- Quoted text
━━━━

Singapore's Chinatown. Photo / Getty Images

Where To Eat & Drink In Singapore, From Hawker Fare To Fine-Dining

Getting acquainted with Singapore’s food scene is almost a religious experience, discovers Viva's digital editor Saru Krishnasamy

"In Singapore, food is like a religion,” my dinner companion tells me while I crack into crab legs, metres from the dark waters of the Singapore Strait. 

As I dip a pillowy mantou bun into spicy sauce, I’m inclined to agree. While it sounds like a slogan — a tidy way to bundle up the tiny nation’s complex culinary history — it can easily be taken as truth.

READ: Where To Find The Best Cheap Eats In Tokyo

In Singapore, “Have you eaten?” is interchangeable with “How are you?” when exchanging pleasantries. The ritual of dining out is celebrated, traditional recipes followed devoutly and favourite haunts flocked to like places of worship.

From speedy plates that cost no more than spare change, to the best restaurant in Asia, you can eat as luxe or as lowbrow as you please.

━━━━

- Recorded data

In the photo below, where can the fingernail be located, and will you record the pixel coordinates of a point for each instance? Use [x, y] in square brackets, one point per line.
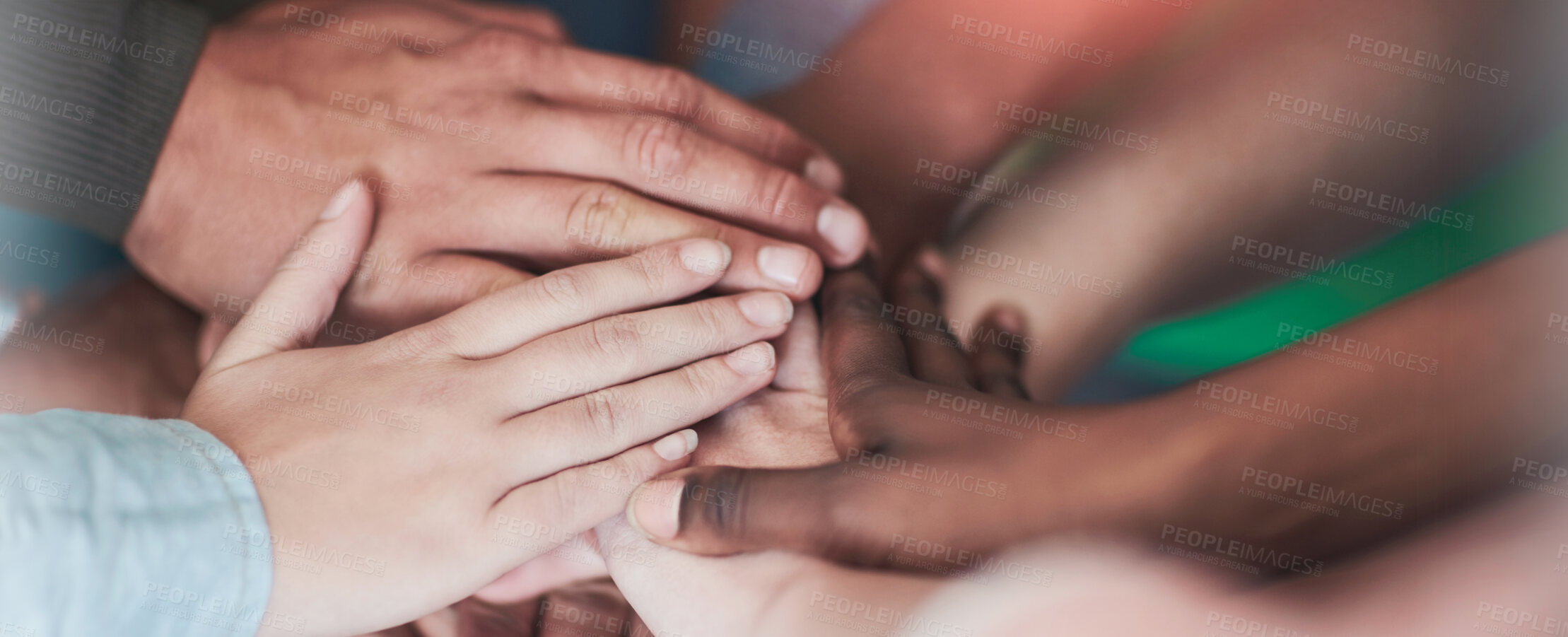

━━━━

- Given exercise
Please copy the Singapore food article word for word, starting with "As I dip a pillowy" and going on through "taken as truth.". The lines are separate material and not part of the Singapore food article.

- Answer to the task
As I dip a pillowy mantou bun into spicy sauce, I’m inclined to agree. While it sounds like a slogan — a tidy way to bundle up the tiny nation’s complex culinary history — it can easily be taken as truth.